## Aim
Reproduce every line of the records below with no changes at all.

## Supplied data
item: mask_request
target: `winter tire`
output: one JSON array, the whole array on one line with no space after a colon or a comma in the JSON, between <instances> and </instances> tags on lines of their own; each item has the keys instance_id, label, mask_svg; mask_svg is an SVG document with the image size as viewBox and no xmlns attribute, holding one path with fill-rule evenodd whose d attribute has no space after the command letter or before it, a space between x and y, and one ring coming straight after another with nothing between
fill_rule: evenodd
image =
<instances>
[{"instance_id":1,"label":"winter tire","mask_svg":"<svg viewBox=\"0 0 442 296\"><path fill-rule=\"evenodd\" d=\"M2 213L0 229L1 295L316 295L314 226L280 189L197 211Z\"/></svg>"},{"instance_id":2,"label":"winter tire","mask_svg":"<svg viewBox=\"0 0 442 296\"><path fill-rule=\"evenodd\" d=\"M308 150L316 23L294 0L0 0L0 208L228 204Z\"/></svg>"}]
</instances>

## Exercise response
item: mask_request
target: `winter tire`
output: one JSON array, the whole array on one line with no space after a colon or a comma in the JSON, between <instances> and </instances> tags on lines of their own; each item has the keys instance_id, label, mask_svg; mask_svg is an SVG document with the image size as viewBox and no xmlns attribute, holding one path with fill-rule evenodd whose d attribute has no space after the command letter or before it, a space between x and y, and one ring coming straight after another with nothing between
fill_rule: evenodd
image =
<instances>
[{"instance_id":1,"label":"winter tire","mask_svg":"<svg viewBox=\"0 0 442 296\"><path fill-rule=\"evenodd\" d=\"M2 213L0 229L1 295L316 295L314 226L280 189L197 211Z\"/></svg>"},{"instance_id":2,"label":"winter tire","mask_svg":"<svg viewBox=\"0 0 442 296\"><path fill-rule=\"evenodd\" d=\"M308 150L316 23L294 0L0 0L0 208L228 204Z\"/></svg>"}]
</instances>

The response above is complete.